▶ [TEXT EXTRACT]:
◆ ◆ ◆ ◆ ◆

Archive for August, 2006

Smashula songs, available now!

Thursday, August 31st, 2006

www.smashula.com

See Bob Run

Wednesday, August 30th, 2006

My friend Elena performed this Daniel MacIvor one-woman play, cleverly designed by Clinton. Two “headlights”, a chair and a couple boxes make up the set: very simple, very effective.

The play itself is the usual MacIvor fare, a monologue that describes an event, with flashbacks and editorializing that reveal some kind of hidden truth. Her character, Bob (Roberta) is a runaway (teenage? It’s not totally clear) who is running from unspecified traumas that make themselves tragically clear as the show goes on. We see Bob as she runs, in scenes of her life before the running commenced, as a little girl, and in unguarded moments, addressing the audience directly about her inner desires. Bob is abrasive, possibly working class and uneducated. Lots of tough talk, lots of self-delusion and repression. Elena did a good job of juggling all these duties, a tricky feat considering how sweet and refined she is in real life– not a bit of the street-talking tough in this lady. So, kind of disturbing to see her as Bob! It would be like me playing someone, oh, I don’t know, socially adept and nice. You’d be all, “Wha happened?”

◆ ◆ ◆ ◆ ◆

▶ [WHAT TO PRODUCE]:
According to the blog post about "See Bob Run," who wrote the one-woman play that Elena performed?

◆ ◆ ◆ ◆ ◆

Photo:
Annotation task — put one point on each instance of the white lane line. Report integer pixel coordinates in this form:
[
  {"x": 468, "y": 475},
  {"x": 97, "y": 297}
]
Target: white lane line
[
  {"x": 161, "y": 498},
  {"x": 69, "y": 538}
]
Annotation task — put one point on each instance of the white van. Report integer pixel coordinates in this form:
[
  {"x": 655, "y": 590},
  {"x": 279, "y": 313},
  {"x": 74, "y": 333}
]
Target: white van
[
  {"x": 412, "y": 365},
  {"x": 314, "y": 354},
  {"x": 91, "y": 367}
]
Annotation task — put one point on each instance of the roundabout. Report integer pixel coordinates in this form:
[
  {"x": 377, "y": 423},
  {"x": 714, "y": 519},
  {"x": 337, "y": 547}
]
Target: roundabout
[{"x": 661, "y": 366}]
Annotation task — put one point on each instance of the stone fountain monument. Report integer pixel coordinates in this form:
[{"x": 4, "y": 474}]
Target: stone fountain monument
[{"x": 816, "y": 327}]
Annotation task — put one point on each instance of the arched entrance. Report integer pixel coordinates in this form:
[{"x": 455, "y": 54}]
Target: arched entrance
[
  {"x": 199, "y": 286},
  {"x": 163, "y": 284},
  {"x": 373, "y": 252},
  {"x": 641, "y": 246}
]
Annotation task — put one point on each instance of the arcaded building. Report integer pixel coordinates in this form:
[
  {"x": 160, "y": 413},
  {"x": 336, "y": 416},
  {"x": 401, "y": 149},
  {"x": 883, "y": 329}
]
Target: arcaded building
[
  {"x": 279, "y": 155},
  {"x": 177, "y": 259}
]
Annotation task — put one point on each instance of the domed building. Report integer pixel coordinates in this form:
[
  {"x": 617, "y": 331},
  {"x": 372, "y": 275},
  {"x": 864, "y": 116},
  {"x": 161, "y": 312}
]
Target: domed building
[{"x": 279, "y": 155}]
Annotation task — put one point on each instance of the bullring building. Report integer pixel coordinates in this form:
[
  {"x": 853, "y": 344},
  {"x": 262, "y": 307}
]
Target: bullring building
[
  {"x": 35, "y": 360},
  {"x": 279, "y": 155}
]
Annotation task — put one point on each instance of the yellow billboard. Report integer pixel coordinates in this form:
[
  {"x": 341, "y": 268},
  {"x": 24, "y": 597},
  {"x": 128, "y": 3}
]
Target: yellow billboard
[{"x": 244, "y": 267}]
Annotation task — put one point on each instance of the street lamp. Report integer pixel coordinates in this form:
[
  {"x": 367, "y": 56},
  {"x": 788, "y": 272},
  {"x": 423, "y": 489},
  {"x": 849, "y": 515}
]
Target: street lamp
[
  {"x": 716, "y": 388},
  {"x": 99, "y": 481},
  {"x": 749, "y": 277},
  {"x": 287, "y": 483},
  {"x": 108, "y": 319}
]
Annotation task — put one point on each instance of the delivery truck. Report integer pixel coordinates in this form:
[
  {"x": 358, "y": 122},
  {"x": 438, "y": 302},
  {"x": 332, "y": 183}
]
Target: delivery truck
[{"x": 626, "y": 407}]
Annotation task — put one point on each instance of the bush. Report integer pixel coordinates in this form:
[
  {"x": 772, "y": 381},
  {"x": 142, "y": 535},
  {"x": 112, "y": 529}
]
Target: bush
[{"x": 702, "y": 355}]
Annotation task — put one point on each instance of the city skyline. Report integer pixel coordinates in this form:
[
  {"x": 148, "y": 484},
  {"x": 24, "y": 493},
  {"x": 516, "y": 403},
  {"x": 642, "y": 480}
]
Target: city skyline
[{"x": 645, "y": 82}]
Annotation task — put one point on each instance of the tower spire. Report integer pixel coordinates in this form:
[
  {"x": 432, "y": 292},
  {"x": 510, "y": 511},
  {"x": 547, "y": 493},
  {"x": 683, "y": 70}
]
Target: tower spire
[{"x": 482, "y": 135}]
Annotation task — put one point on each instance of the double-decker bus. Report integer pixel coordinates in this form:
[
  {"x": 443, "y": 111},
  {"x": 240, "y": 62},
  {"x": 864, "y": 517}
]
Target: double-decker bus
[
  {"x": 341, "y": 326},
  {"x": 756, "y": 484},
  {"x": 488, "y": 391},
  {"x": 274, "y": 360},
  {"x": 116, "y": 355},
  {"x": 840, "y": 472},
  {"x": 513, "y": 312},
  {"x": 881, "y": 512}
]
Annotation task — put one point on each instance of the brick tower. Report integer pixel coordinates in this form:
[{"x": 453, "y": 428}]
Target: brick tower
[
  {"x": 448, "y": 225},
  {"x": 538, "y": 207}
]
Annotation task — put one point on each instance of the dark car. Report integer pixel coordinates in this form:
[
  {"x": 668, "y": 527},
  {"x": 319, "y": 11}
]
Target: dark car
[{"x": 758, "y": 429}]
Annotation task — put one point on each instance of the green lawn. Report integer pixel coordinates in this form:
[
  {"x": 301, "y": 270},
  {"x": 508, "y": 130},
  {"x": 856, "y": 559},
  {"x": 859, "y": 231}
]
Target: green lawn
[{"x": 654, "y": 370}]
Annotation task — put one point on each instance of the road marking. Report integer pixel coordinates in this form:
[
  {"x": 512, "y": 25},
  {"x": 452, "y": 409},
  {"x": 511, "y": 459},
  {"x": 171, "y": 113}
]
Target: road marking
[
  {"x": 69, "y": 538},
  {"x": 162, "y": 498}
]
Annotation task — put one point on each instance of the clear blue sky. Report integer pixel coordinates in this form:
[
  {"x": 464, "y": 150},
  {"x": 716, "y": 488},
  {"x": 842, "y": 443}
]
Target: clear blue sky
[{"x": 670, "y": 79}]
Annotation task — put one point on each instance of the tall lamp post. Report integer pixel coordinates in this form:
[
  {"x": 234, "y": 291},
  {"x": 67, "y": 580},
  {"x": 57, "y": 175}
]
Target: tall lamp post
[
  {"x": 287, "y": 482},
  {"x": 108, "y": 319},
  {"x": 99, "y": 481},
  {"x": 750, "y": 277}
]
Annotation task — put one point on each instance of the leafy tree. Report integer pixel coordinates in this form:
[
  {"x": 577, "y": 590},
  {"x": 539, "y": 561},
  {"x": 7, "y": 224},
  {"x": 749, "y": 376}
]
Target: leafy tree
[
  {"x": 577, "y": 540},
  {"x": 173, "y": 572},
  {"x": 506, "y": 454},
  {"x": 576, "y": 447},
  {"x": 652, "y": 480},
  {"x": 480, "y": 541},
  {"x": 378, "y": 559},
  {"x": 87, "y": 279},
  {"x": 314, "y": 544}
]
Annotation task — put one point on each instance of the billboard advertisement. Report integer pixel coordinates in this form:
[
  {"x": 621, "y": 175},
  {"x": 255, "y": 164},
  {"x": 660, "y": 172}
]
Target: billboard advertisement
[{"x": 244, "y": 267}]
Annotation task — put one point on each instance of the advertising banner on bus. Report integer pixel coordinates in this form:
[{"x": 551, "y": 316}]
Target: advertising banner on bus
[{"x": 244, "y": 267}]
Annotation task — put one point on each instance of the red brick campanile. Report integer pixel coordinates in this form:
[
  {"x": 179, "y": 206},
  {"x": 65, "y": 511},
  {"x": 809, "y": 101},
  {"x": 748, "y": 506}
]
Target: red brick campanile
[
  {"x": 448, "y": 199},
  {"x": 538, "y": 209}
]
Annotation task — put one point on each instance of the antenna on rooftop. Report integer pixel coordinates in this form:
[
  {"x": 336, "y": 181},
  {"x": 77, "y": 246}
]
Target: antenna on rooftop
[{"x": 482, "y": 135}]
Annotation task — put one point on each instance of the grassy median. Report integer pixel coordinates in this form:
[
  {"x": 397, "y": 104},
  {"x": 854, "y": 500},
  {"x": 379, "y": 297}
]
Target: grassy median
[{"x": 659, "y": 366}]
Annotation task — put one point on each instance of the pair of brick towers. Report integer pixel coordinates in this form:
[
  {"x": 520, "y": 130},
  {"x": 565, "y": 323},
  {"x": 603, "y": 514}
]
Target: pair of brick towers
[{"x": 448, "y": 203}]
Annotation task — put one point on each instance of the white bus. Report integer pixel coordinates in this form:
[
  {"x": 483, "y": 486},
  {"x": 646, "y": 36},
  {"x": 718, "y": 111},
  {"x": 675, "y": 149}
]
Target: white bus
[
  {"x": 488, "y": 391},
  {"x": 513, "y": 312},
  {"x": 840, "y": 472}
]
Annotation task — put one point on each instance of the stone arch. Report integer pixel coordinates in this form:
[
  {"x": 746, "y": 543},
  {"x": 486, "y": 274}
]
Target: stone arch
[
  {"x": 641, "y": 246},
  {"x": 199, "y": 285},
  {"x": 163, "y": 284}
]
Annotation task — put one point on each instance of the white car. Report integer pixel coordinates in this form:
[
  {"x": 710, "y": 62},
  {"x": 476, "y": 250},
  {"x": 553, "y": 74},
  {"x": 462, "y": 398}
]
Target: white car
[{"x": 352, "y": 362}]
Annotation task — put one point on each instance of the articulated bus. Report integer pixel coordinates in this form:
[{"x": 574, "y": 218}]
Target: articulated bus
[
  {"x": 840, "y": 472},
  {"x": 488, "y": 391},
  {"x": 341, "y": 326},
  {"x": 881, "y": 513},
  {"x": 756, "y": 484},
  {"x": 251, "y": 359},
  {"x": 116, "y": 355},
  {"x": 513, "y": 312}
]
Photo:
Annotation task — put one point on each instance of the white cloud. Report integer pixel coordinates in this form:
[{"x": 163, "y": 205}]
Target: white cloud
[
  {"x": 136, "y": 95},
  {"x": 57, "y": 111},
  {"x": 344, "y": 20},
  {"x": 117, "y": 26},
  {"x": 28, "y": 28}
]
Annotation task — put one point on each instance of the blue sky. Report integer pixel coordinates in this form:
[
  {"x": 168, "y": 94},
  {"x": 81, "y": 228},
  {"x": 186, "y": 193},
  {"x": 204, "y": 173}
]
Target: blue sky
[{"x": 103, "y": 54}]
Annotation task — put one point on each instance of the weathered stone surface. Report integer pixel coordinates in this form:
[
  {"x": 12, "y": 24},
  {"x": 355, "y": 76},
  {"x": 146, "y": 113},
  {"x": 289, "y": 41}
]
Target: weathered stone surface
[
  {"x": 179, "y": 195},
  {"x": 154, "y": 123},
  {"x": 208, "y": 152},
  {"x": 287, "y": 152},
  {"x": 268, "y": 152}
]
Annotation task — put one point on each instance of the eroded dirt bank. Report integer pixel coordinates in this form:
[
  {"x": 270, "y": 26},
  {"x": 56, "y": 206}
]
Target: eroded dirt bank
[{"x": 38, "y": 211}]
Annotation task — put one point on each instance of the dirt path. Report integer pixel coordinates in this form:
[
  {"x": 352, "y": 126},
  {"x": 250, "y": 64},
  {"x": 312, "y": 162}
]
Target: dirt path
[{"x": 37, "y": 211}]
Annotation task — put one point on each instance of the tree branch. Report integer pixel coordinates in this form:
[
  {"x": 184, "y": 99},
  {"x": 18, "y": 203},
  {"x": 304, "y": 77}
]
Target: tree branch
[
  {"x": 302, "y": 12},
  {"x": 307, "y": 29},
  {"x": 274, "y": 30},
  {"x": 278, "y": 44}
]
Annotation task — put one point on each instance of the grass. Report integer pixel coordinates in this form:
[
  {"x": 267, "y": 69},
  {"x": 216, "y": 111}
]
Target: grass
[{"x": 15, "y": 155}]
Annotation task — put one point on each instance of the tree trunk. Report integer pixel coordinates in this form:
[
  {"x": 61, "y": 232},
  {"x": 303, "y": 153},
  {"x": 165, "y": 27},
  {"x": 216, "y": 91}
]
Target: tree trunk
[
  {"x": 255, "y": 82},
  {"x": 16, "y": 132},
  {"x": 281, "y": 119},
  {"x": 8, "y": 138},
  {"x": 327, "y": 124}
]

◆ ◆ ◆ ◆ ◆

▶ [WRITTEN REPLY]:
Daniel MacIvor